> [Texte de lecture]:
La Chine, déjà vainqueur de la guerre commerciale sino-américaine. Par Sébastien Goulard

Les Etats-Unis amenés par le président Donald Trump viennent de s’engager dans une guerre commerciale avec la Chine. Cette «  guerre » affecte aussi ses partenaires et alliés traditionnels comme le Canada et l’Union européenne. Si la volonté américaine d’équilibrer sa balance commerciale avec Pékin est compréhensible, la stratégie de Washington s’avère illisible et inconstante. Dans une relation économique mondiale et interdépendante, la Chine pourrait très bien sortir gagnante de la bataille. Analyses.

Tout au long de sa campagne présidentielle, Donald Trump n’a eu de cesse de critiquer la Chine à travers des déclarations bellicistes et de considérer ce pays comme un adversaire des Etats-Unis. Après avoir longtemps menacé la Chine de taxes commerciales, Donald Trump est finalement passé à l’action le 15 juin 2018 en annonçant des droits de douanes de 25% sur plus 1100 produits chinois pour un montant de 50 milliards de dollars.

Ces taxes et le cas de ZTE illustrent la nouvelle guerre commerciale qui oppose les Etats-Unis à la  Chine et qui fragilise l’ensemble du système économique et financier basé sur le libre-échange tel qu’on le connait depuis plus de soixante-dix ans. Ces mesures protectionnistes, censées «  rendre à l’Amérique sa grandeur » , pourraient paradoxalement renforcer la puissance chinoise. 

Priorité au « G2 »

Malgré ses critiques constantes au sujet des échanges commerciaux entre les Etats-Unis et le Chine, Donald Trump s’est attaché à faire des relations entre les deux pays une priorité. Le président américain a rencontré son homologue chinois à plusieurs reprises en Chine, mais aussi aux Etats-Unis, dans  sa résidence de Mar-a-Lago en Floride — en avril 2017, et a loué  « l’amitié » qui le liait au leader chinois. Un rapprochement sino-américain a alors été évoqué.

> [Liste des tâches]:
A – Recopiez fidèlement le passage de l'article sur la guerre commerciale sino-américaine allant de "Les Etats-Unis amenés" à "la bataille. Analyses.".
B – D'après le texte sur la guerre commerciale sino-américaine, quel taux de droits de douane Donald Trump a-t-il annoncé le 15 juin 2018 sur plus de 1100 produits chinois ?
Appuyez-vous uniquement sur le texte.

Entrées de données extraites:
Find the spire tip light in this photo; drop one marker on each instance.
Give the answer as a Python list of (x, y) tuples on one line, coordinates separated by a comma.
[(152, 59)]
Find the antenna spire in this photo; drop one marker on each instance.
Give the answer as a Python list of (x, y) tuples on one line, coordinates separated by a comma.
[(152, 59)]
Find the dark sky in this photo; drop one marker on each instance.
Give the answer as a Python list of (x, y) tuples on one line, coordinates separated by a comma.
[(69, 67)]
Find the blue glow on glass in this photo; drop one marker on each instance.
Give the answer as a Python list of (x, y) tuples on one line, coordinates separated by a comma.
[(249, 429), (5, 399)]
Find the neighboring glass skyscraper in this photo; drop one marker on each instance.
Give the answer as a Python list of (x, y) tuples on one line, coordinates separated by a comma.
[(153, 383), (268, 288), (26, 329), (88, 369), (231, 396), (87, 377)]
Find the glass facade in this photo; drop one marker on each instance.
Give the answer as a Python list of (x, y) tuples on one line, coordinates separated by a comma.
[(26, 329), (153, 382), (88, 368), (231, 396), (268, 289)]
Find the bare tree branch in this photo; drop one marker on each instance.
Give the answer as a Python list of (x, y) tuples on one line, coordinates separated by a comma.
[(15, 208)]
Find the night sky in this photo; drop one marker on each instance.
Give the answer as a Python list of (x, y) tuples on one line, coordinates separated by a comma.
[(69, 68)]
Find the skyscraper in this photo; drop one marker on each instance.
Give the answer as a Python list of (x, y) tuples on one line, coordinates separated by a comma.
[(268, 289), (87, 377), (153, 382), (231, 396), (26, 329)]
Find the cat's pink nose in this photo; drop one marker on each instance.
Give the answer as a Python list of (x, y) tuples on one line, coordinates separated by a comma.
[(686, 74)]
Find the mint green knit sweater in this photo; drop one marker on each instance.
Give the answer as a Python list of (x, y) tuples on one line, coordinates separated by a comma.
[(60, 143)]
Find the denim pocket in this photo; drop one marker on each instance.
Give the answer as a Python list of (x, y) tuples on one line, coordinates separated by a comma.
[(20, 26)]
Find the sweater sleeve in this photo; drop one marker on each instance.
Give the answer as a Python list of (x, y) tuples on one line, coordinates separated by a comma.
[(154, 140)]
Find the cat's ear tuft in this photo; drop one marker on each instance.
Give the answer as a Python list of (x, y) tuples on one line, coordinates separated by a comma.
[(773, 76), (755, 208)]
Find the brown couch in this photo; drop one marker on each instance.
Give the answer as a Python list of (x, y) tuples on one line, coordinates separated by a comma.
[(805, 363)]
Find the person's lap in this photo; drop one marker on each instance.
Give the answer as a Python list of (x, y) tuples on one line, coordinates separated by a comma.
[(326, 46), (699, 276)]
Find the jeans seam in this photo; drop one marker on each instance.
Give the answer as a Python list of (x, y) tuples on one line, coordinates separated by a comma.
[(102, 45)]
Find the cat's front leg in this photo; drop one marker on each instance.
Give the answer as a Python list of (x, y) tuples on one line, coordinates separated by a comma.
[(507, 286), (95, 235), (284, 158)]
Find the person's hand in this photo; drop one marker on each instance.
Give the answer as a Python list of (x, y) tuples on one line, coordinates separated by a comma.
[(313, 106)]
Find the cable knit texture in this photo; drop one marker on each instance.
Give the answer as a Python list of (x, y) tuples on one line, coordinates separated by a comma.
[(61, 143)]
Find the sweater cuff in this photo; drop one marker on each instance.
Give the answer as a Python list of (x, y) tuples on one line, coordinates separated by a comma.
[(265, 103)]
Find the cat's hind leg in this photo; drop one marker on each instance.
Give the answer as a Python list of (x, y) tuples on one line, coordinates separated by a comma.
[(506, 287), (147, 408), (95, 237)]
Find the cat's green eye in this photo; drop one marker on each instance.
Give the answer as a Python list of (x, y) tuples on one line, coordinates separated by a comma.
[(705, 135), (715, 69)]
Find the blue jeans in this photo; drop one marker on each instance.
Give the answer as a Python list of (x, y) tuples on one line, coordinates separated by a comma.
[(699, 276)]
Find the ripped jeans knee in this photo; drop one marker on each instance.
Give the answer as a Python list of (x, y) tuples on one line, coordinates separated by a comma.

> [Résultats par tâche]:
A –
Les Etats-Unis amenés par le président Donald Trump viennent de s’engager dans une guerre commerciale avec la Chine. Cette «  guerre » affecte aussi ses partenaires et alliés traditionnels comme le Canada et l’Union européenne. Si la volonté américaine d’équilibrer sa balance commerciale avec Pékin est compréhensible, la stratégie de Washington s’avère illisible et inconstante. Dans une relation économique mondiale et interdépendante, la Chine pourrait très bien sortir gagnante de la bataille. Analyses.

B – Un taux de 25 %.